---------- Text provided ----------
A simple google search tells me that denial is not just a river in Egypt, but can be "the action of declaring something to be untrue" or maybe it's the "refusal of something requested or desired" or perhaps is "a statement that something is not true" <---when in is. 

It's funny, I never thought I would be one to be in denial, I'm pretty good at being honest with myself, but recently I took a pretty big slap in the face with reality.  I saw an Ortho for my hip and he told me I likely have a labral tear.  I've suspected this for quite some time now, so I'm not sure why it felt like such a slap, but I was really hoping he would just look at my X-Rays and tell me it was only FAI.  I was mentally prepared for that.  I was mentally prepared to schedule an FAI surgery for next Feb.  I hear FAI surgery recovery is a bit easier than a labral tear recovery.  What I wasn't prepared for, was him looking at my X-ray's, telling me he sees some calcification, which tells him it's likely a torn labrum, and maybe some minor FAI.  I wasn't prepared for him to move my leg around and ask me to tell him when it hurts, I'm an athlete, I just lied there biting my tongue in pain hoping he wouldn't tell me this was a problem.  He let go when I told him it was uncomfortable, and said "yea it's a labral tear, you should have about 40-50 degrees of motion there and you have 10".  I wasn't prepared for that.  I mean, I knew my hip was a little messed up, but not that.  I look back at my appointment with him, and I realize I don't think I heard 90% of what he was saying.  It was something straight out of movie, where you feel like your world has come crashing down, you're bearing the weight of 1000 soldiers and you can't hear anything going on around you.
----------
Tasks to carry out →
A - In the post about the hip injury, reproduce word for word the part that begins with the words containing "A simple google" and ends with "<---when in is.".
B - In the post about the hip injury, how many degrees of motion did the doctor say the writer should have, and how many did the writer actually have?
---------- Source material ----------
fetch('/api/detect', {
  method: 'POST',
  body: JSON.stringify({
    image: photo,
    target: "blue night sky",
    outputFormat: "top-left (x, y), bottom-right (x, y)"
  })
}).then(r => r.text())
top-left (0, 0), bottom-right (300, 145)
----------
Your responses →
A -
A simple google search tells me that denial is not just a river in Egypt, but can be "the action of declaring something to be untrue" or maybe it's the "refusal of something requested or desired" or perhaps is "a statement that something is not true" <---when in is.

B - The writer should have had about 40-50 degrees of motion but had 10.